■ **Given instruction**
Present every line of the listing below as a numbered list, skipping any blank lines.

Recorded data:
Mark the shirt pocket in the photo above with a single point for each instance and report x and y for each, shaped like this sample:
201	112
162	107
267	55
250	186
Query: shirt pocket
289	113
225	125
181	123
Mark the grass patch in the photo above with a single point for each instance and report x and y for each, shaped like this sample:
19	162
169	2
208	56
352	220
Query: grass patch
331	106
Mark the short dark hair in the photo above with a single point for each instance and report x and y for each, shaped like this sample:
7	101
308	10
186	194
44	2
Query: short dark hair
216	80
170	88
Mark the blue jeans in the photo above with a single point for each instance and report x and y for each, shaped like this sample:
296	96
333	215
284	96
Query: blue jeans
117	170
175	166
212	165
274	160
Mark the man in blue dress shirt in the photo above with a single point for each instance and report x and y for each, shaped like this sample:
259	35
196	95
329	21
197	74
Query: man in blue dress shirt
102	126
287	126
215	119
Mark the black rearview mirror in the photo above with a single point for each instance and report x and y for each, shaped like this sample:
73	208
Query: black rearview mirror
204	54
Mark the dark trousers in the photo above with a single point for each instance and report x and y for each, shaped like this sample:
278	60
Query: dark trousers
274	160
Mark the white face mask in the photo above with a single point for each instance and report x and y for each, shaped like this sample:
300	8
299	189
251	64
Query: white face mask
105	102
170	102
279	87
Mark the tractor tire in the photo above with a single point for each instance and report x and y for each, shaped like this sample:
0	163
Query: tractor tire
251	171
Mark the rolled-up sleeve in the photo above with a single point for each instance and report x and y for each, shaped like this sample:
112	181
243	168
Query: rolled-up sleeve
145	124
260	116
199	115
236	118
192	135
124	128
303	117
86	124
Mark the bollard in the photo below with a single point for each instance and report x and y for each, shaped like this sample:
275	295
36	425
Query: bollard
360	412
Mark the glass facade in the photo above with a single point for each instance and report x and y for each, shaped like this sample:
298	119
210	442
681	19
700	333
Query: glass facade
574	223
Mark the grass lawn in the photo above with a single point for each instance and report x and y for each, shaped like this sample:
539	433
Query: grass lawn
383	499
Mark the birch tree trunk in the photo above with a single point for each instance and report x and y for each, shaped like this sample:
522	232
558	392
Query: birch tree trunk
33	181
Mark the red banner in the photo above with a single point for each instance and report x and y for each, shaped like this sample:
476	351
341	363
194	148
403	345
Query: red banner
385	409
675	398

■ **Answer to the task**
1. Mark the shirt pocket in the photo above with a single point for each instance and report x and y for each, shaped like this sample:
2. 201	112
3. 162	107
4. 267	55
5. 250	186
6. Query: shirt pocket
7. 289	113
8. 225	125
9. 181	123
10. Mark the grass patch in the photo above with a single point for each instance and report x and y for each, shaped like this sample:
11. 19	162
12. 169	2
13. 208	56
14. 352	220
15. Query: grass patch
16. 331	106
17. Mark the short dark hair in the photo above with a single point for each instance and report x and y for each, shaped like this sample:
18. 7	101
19. 308	10
20. 186	194
21. 44	2
22. Query: short dark hair
23. 216	80
24. 170	88
25. Mark the blue jeans in the photo above with a single point for each instance and report x and y for each, shaped like this sample:
26. 296	96
27. 333	215
28. 284	96
29. Query: blue jeans
30. 117	170
31. 175	166
32. 212	165
33. 274	160
34. Mark the man in blue dress shirt in the photo above with a single point for each instance and report x and y for each, shaped like this sample:
35. 259	35
36. 196	95
37. 329	21
38. 197	74
39. Query: man in blue dress shirt
40. 102	126
41. 287	126
42. 215	119
43. Mark the black rearview mirror in the photo above with a single point for each instance and report x and y for each, shaped like this sample:
44. 73	208
45. Query: black rearview mirror
46. 204	54
47. Mark the dark trousers in the photo above with a single point for each instance and report x and y for each, shaped like this sample:
48. 278	60
49. Query: dark trousers
50. 274	160
51. Mark the white face mask in the photo above with a single point for each instance and report x and y for each, shaped like this sample:
52. 300	8
53. 299	189
54. 251	64
55. Query: white face mask
56. 105	102
57. 170	102
58. 279	87
59. Mark the tractor tire in the photo above with a single point for each instance and report x and y for each, shaped like this sample:
60. 0	163
61. Query: tractor tire
62. 251	171
63. Mark the rolled-up sleeve in the photo above with a single point for each instance and report x and y for each, shaped like this sample:
64. 112	181
65. 243	168
66. Query: rolled-up sleeve
67. 145	124
68. 260	116
69. 199	115
70. 236	118
71. 192	135
72. 124	128
73. 303	117
74. 86	124
75. Mark the bollard in the photo below with a single point for each instance and report x and y for each, shaped like this sample:
76. 275	295
77. 36	425
78. Query: bollard
79. 360	412
80. Mark the glass facade in the photo above with a single point for each instance and report x and y for each, shaped like this sample:
81. 298	119
82. 210	442
83. 681	19
84. 700	333
85. Query: glass facade
86. 574	223
87. Mark the grass lawn in the photo above with a single point for each instance and report x and y for each, shaped like this sample:
88. 539	433
89. Query: grass lawn
90. 383	499
91. Mark the birch tree trunk in the photo above with a single point for each instance and report x and y for each, shaped like this sample:
92. 522	232
93. 558	392
94. Query: birch tree trunk
95. 33	181
96. Mark the red banner in the photo above with a single point for each instance and report x and y for each, shaped like this sample:
97. 476	351
98. 341	363
99. 194	148
100. 403	345
101. Query: red banner
102. 385	409
103. 675	398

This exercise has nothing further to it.